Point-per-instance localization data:
Segment Open
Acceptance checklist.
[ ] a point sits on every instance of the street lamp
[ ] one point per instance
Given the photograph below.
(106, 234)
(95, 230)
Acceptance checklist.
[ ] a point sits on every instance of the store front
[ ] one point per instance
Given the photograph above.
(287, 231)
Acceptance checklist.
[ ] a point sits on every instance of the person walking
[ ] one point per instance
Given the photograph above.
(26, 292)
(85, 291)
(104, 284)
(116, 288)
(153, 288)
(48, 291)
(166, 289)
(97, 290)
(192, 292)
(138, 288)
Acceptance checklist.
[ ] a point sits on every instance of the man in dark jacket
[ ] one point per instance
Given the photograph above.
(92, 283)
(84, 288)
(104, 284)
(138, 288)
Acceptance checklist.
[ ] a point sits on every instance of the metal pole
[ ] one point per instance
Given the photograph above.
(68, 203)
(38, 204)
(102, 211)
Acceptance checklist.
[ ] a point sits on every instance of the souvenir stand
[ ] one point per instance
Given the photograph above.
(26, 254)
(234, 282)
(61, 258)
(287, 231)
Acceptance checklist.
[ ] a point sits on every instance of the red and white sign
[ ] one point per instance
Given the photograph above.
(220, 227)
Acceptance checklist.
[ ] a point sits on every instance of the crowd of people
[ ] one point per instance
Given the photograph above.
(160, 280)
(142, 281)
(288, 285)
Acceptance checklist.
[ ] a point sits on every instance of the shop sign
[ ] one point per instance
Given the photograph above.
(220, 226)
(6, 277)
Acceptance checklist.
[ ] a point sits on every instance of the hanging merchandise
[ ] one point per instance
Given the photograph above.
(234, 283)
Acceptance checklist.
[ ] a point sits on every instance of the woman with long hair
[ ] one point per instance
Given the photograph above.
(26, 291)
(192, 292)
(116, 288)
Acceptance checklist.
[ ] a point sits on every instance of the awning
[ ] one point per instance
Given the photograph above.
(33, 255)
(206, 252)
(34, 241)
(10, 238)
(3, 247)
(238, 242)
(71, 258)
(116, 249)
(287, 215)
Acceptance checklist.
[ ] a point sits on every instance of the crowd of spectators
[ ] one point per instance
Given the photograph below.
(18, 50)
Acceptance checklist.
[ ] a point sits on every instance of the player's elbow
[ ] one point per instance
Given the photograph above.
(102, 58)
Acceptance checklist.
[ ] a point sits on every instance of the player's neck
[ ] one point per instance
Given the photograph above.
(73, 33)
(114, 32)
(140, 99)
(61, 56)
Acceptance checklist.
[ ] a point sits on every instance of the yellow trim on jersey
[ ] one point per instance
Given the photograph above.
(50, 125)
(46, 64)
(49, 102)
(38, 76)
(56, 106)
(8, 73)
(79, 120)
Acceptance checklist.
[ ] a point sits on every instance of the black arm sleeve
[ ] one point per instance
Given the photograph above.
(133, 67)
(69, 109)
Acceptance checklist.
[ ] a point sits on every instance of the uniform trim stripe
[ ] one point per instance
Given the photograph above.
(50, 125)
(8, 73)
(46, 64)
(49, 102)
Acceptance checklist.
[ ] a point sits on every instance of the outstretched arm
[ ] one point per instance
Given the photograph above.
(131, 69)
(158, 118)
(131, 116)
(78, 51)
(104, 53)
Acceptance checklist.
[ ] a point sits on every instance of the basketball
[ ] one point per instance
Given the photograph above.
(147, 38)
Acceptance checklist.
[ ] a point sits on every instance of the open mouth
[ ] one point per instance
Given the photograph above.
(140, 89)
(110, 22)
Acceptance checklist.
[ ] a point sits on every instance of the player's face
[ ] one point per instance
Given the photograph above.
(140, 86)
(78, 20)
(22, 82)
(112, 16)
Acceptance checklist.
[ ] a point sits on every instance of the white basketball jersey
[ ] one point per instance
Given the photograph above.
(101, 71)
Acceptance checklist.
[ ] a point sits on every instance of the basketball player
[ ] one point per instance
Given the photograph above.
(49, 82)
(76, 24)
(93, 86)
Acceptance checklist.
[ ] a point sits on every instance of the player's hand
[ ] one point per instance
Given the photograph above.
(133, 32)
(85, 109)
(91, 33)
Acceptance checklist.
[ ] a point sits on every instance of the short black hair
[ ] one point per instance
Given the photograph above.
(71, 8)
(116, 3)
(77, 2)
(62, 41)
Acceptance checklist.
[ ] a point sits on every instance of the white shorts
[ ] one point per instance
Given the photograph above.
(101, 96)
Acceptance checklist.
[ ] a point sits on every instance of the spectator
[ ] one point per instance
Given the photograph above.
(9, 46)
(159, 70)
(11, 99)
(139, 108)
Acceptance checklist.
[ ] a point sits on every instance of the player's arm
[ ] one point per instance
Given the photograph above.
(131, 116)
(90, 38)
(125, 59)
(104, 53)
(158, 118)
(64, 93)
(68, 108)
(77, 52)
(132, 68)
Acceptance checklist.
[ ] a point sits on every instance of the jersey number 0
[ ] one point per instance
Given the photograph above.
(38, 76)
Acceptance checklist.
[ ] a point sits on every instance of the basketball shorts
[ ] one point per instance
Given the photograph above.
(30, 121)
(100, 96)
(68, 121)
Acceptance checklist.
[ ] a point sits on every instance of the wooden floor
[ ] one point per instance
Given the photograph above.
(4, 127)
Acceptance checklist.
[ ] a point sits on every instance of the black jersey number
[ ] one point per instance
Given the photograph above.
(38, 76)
Segment Closed
THE PROBLEM:
An exact repetition of all the entries is required.

ANSWER FOR THIS EXERCISE:
Acceptance checklist.
[ ] a point sits on every instance of the street lamp
[ ] one point per instance
Given the photograph below.
(106, 234)
(95, 230)
Acceptance checklist.
[ ] a point sits on every instance of the store front
[ ] one point per instance
Given the photograph above.
(287, 231)
Acceptance checklist.
[ ] a point sits on every instance of the person walking
[ ] one point per instance
Given the photograph above.
(26, 292)
(85, 291)
(104, 284)
(116, 288)
(153, 288)
(48, 291)
(166, 289)
(97, 290)
(192, 292)
(138, 288)
Acceptance checklist.
[ ] a point sits on every instance of the man in dark jacket
[ ] one point per instance
Given the photograph above.
(92, 283)
(84, 288)
(104, 284)
(138, 288)
Acceptance checklist.
[ ] a point sits on every instance of the metal pole
[ ] one point per instance
Given the photograph above.
(68, 203)
(38, 204)
(102, 211)
Acceptance checklist.
[ ] a point sits on every instance of the souvenir stand
[ ] one point per instance
Given the photograph above.
(26, 254)
(234, 282)
(61, 258)
(287, 231)
Acceptance checklist.
[ ] a point sits on every instance of the red and white sign
[ ] one point per instance
Given the photograph above.
(220, 227)
Acceptance checklist.
[ ] a point sits on every instance of the crowd of people
[ ] one point per instance
Given the photograph above.
(160, 280)
(142, 281)
(288, 285)
Acceptance checklist.
[ ] a point sits on every instance of the shop sign
[ ] one point per instance
Given the photograph above.
(220, 226)
(6, 277)
Acceptance checklist.
[ ] a point sits on every instance of the hanging merchandise
[ ] one point per instance
Given the photograph above.
(234, 283)
Acceptance checklist.
[ ] a point sits on every instance of the woman with long hair
[ ] one point per instance
Given the photograph above.
(26, 291)
(192, 292)
(116, 288)
Acceptance checklist.
[ ] a point sits on every instance of the awning
[ ] one point per instance
Given the photograph above.
(33, 255)
(206, 252)
(34, 241)
(10, 238)
(3, 247)
(238, 242)
(71, 258)
(116, 249)
(287, 215)
Acceptance checklist.
[ ] a point sits on every instance of the crowd of spectators
[ ] one point per instance
Given the photograph below.
(18, 50)
Acceptance checklist.
[ ] a point sits on every instance of the player's elbow
[ ] one point per instance
Given the photograph above.
(102, 58)
Acceptance checklist.
[ ] a point sits on every instance of the player's neck
[ ] one point per instance
Given the photograph above.
(73, 33)
(114, 32)
(140, 99)
(61, 56)
Acceptance checklist.
[ ] a point sits on every instance of the yellow trim on jersey
[ ] one point per instance
Given the photograph above.
(50, 125)
(46, 64)
(49, 102)
(38, 76)
(56, 106)
(8, 73)
(79, 120)
Acceptance checklist.
[ ] a point sits on every instance of the black arm sleeve
[ ] one point per instance
Given the photograph above.
(133, 67)
(69, 109)
Acceptance checklist.
[ ] a point sits on every instance of the uniform trim stripe
[ ] one point per instance
Given the photograph above.
(50, 125)
(8, 73)
(46, 64)
(49, 102)
Acceptance checklist.
[ ] a point sits on every instance of the outstretched arm
[ ] one point per instance
Given the photograph above.
(131, 69)
(158, 118)
(131, 116)
(78, 51)
(104, 53)
Acceptance checklist.
[ ] a point sits on every instance of the basketball
[ ] one point per instance
Given the photograph above.
(147, 38)
Acceptance checklist.
[ ] a point sits on every instance of the open mouth
[ ] one point per instance
Given the photograph above.
(140, 89)
(110, 22)
Acceptance checklist.
[ ] a point sits on every instance of the player's face
[ ] one point per instance
Given the photograph above.
(140, 86)
(78, 20)
(22, 82)
(112, 16)
Acceptance checklist.
[ ] a point sits on every instance of the white basketball jersey
[ ] one point per instance
Given the photograph above.
(101, 71)
Acceptance checklist.
[ ] a point sits on every instance of the basketball player
[ ] one point per instance
Given the photograph above.
(49, 82)
(76, 24)
(93, 86)
Acceptance checklist.
[ ] a point sits on every instance of the player's hand
[ ] one point per instance
Given the photograph above.
(133, 32)
(85, 109)
(91, 33)
Acceptance checklist.
[ ] a point sits on every instance of the short black hair
[ ] one point per instance
Given the photograph above.
(71, 8)
(116, 3)
(77, 2)
(62, 41)
Acceptance checklist.
[ ] a point sits on every instance of the white shorts
[ ] one point per instance
Given the photograph above.
(101, 96)
Acceptance checklist.
[ ] a point sits on every instance of the spectator
[ ] one point per instance
Given the photograph above.
(9, 46)
(159, 70)
(11, 99)
(139, 108)
Acceptance checklist.
[ ] a point sits on every instance of the player's arm
[ ] one point per instance
Given the photograph above.
(131, 116)
(90, 38)
(125, 59)
(104, 53)
(158, 118)
(64, 93)
(68, 108)
(77, 52)
(132, 68)
Acceptance checklist.
[ ] a point sits on every instance of the jersey number 0
[ ] one point per instance
Given the photograph above.
(38, 76)
Acceptance checklist.
[ ] a point sits on every instance of the basketball shorts
[ ] one point per instance
Given the photograph above.
(30, 121)
(100, 96)
(68, 121)
Acceptance checklist.
[ ] a point sits on every instance of the wooden floor
[ ] one point per instance
Given the photograph above.
(4, 127)
Acceptance checklist.
[ ] a point sits on every instance of the black jersey number
[ ] one point per instance
Given the photograph above.
(38, 76)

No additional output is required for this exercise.